### TEKST ŹRÓDŁOWY

"Widać ubranie, a nie osobę". Ekspertka o stylizacjach Anny Lewandowskiej z PFW
Trzy dni, trzy stylizacje i trzy zupełnie inne Anie. Ulubiona trenerka Polek pojawiła się na paryskim Tygodniu Mody. Fani rozpływają się nad kreacjami gwiazdy. A co sądzi o nich ekspertka wizerunku osobistego? Iwona Jankowska słusznie zwraca uwagę na pewien mankament.
03.03.2023 | aktual.: 03.03.2023 14:14
Anna Lewandowska coraz chętniej wkracza do świata mody. W ubiegłym roku zrobiła furorę na Paris Fashion Week, dlatego tym razem także postanowiła zawitać w stolicy elegancji i szyku. Stylizacje, jakie spakowała do walizki, to kreacje z "górnej półki". Nie trzeba być ekspertem, żeby powiedzieć - robią wrażenie. Lewandowska zaprezentowała trzy zestawy. Każdy z nich utrzymany był w zupełnie innym klimacie.
To było wejście z przytupem
Paryską "przygodę" Anna Lewandowska rozpoczęła w czarnej stylizacji. Odważna i zmysłowa. Wywołała lawinę skrajnych komentarzy.
"Sztos, kobieta torpeda" - pisali jedni. "Gdzie diabeł nie może, tam Anię pośle" - czytamy pod postem.

######

*POLECENIE*: Proszę dopisać dalszy ciąg powyższego tekstu o stylizacjach Anny Lewandowskiej z paryskiego Tygodnia Mody, zaczynając tam, gdzie się kończy.

### DANE WEJŚCIOWE

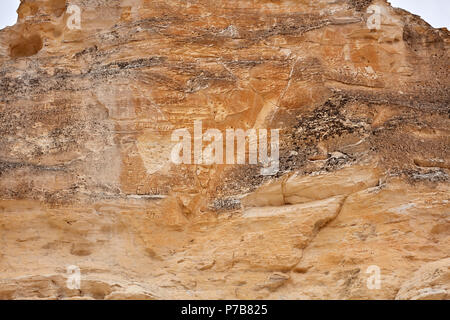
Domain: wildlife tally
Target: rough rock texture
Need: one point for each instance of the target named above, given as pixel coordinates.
(85, 123)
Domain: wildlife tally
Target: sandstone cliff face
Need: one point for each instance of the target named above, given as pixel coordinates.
(86, 117)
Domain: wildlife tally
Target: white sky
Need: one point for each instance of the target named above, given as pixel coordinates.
(435, 12)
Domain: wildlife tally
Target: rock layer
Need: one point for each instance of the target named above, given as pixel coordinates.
(86, 117)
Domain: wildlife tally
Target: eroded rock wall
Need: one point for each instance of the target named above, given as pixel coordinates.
(86, 117)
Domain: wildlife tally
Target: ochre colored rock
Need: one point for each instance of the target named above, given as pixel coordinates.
(86, 179)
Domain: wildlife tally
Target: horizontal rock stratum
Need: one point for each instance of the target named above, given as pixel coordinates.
(360, 206)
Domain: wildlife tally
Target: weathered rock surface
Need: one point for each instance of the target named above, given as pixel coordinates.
(86, 118)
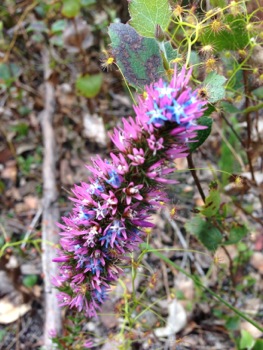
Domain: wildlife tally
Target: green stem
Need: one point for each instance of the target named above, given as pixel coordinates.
(198, 283)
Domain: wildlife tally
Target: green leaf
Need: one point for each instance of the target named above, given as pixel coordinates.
(258, 345)
(146, 14)
(237, 232)
(58, 26)
(247, 341)
(218, 3)
(8, 74)
(208, 234)
(232, 36)
(138, 58)
(89, 85)
(202, 135)
(30, 280)
(233, 323)
(214, 85)
(258, 92)
(171, 53)
(71, 8)
(212, 203)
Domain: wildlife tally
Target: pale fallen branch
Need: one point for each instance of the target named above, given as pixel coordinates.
(50, 209)
(32, 226)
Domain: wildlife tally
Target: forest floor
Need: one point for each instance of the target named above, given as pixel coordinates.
(81, 126)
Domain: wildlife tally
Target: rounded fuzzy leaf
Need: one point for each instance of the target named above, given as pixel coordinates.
(71, 8)
(138, 58)
(89, 85)
(146, 14)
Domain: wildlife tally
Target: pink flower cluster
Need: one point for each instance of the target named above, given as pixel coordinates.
(111, 211)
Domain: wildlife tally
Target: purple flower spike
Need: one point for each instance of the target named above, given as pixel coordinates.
(111, 212)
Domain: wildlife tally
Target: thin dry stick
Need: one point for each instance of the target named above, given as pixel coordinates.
(50, 208)
(183, 242)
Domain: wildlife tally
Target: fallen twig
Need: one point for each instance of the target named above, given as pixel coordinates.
(50, 209)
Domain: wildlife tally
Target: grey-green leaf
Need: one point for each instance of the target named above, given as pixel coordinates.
(138, 58)
(146, 14)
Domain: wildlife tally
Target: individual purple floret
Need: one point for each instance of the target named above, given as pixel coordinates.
(111, 212)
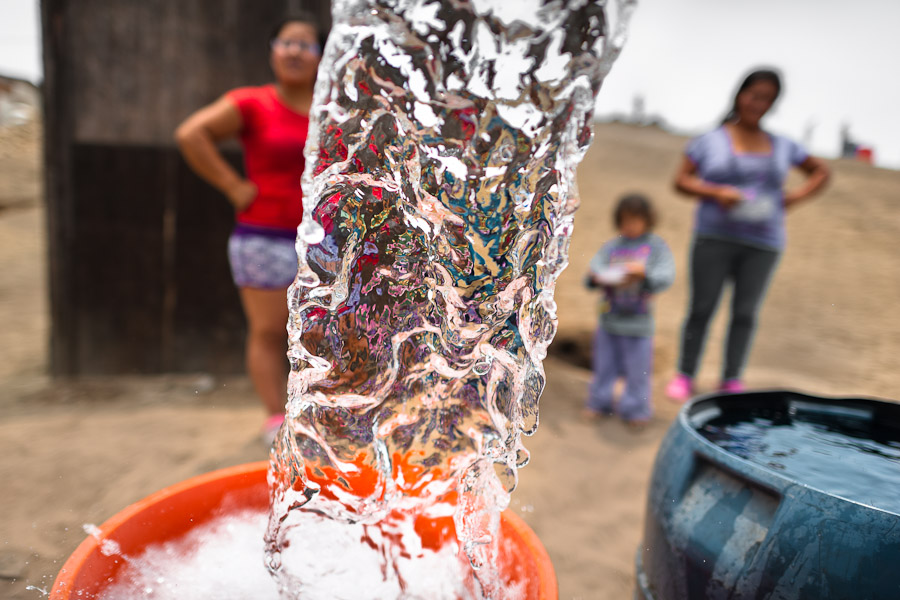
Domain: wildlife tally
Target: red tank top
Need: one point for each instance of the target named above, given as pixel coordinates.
(273, 137)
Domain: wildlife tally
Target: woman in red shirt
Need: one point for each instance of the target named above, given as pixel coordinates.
(271, 122)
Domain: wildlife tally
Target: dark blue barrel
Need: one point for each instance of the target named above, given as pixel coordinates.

######

*ODPOWIEDŹ*:
Co o dopasowanej stylizacji trenerki sądzi stylistka? - Bardzo kobieca stylizacja. Monochrom koloru czarnego podkreślił figurę. Połączenie czarnych legginsów i botków pięknie wydłużyło sylwetkę. Zgrabnie podkreślono także dekolt. Wszystko osadzone zostało w klimacie lat 90. To wymagająca stylizacja, ale na Ani prezentuje się pięknie - ocenia Iwona Jankowska.
Dalsza część artykułu pod materiałem wideo
Paryski szyk połączony z klimatem lat 70.
Drugiego dnia Anna Lewandowska oddała cześć paryskiej elegancji, gdzie klasyka ściera się z wygodą i nonszalancją. Względem wcześniejszej stylizacji, cofnęła się o dwie dekady w ulubionych spodniach "dzieci kwiatów". Gwiazda zestawiła jeans z granatową marynarką i butami na platformie. "To się nazywa super wyczucie stylu" - piszą fani.
Ekspertka także docenia kunszt stylizacji. - Dżinsowa stylizacja dopracowana w każdym szczególe. Przepięknie zaznaczona talia. Dobrze poprowadzone kolory na sylwetce. Kreacja idealnie odwzorowuje styl lat 70. - stwierdza Iwona Jankowska.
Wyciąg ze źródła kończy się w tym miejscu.